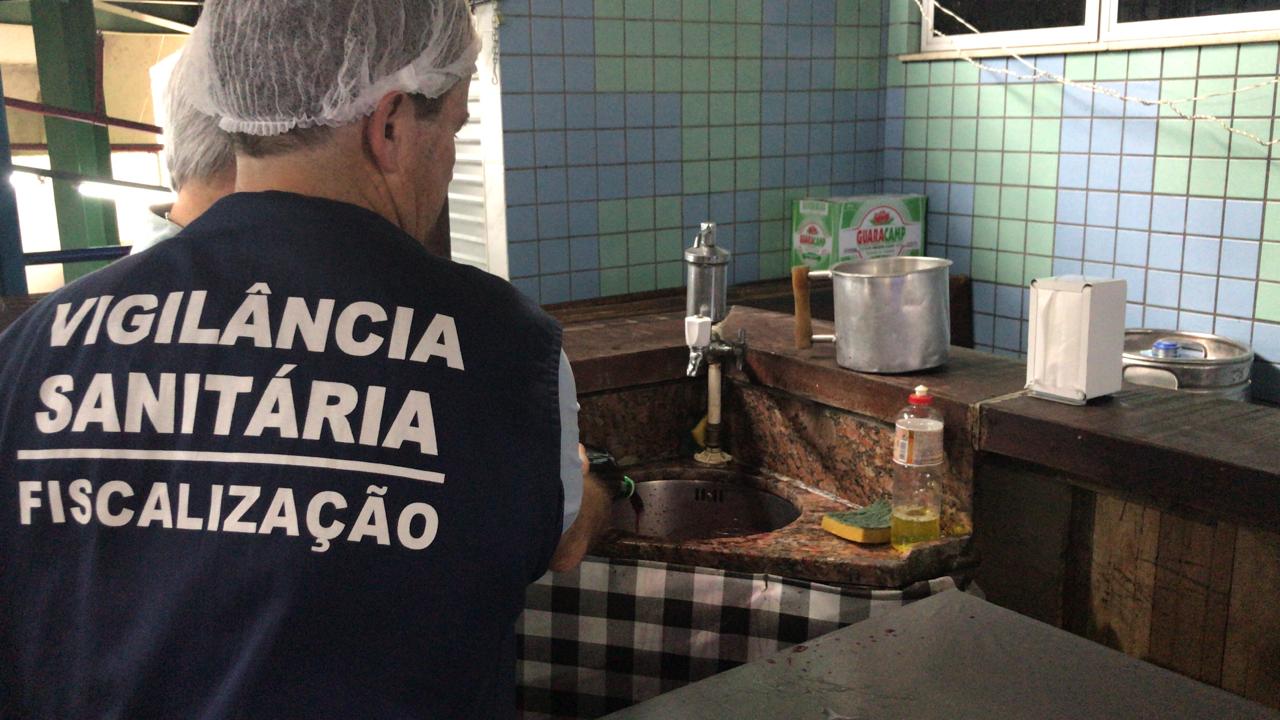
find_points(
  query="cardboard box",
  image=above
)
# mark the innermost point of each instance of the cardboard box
(828, 231)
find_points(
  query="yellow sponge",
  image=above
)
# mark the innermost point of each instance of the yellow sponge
(868, 525)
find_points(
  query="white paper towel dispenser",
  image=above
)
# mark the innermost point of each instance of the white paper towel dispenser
(1075, 343)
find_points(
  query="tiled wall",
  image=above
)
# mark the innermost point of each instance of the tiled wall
(629, 122)
(1029, 178)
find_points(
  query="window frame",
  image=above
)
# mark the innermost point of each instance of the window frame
(1102, 28)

◇ ◇ ◇ ◇ ◇ ◇ ◇

> _WHAT IS BEING ASKED_: Write out every line above again, not only the answer points, and shift each coordinate in those points up by 25. Leave the pictures out.

> _SOLUTION TO THIS PROBLEM_:
find_points(
  query="cardboard box",
  image=above
)
# mark the innermost point of each instance of the cardboard box
(853, 256)
find_points(
  query="yellow sponge",
  image=above
)
# mark the innermost point of each instance of the yellow sponge
(893, 550)
find_points(
  query="white paper towel dispenser",
  image=above
)
# mark the innermost point of each instance of the white paper towel dispenser
(1100, 368)
find_points(
  query="tiled wall",
  image=above
)
# mark the innermost point of each instance of the tiled wall
(654, 147)
(1054, 203)
find_points(
  query="window frame",
  image=above
)
# mark the innermost point of each instance of the window frame
(1127, 53)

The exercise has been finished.